### Challenge
Starting at the beginning of the records and going on through the line with "[607,354,634,377]", switch "silver ring" to "gold ring". Give only those lines again, with nothing else changed.

** Begin Given entries **

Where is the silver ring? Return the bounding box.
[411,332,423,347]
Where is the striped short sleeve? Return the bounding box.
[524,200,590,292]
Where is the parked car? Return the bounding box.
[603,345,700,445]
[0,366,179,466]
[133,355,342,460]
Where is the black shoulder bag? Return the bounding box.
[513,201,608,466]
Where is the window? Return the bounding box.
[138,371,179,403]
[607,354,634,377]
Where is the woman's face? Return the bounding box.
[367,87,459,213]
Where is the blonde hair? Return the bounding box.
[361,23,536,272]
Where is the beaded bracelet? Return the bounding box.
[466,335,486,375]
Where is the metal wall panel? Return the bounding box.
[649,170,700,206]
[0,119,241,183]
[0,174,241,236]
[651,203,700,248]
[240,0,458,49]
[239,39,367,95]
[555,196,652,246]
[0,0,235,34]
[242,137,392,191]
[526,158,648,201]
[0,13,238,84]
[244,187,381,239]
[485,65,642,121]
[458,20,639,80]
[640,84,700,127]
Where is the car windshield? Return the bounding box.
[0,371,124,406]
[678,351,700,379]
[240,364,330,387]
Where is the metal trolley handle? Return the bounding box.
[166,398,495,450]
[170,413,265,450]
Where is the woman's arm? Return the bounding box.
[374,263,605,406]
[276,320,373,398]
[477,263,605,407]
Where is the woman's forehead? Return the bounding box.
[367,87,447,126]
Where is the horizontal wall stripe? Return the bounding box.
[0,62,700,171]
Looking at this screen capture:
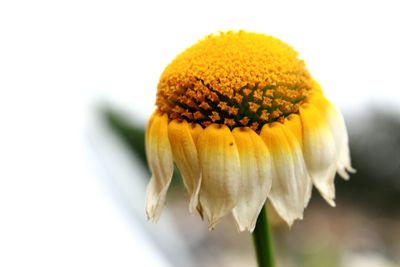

** End Given entries **

### Solved exercise
Where is the gold ring? Return the bounding box.
[411,332,423,347]
Where is the striped short sleeve? Return the bounding box.
[524,200,590,292]
Where is the parked car? Return the bounding box.
[603,345,700,445]
[0,366,179,466]
[133,355,342,460]
Where is the black shoulder bag? Return the bounding box.
[513,201,608,466]
Where is the window? Return the bounding box.
[138,371,179,403]
[607,354,634,377]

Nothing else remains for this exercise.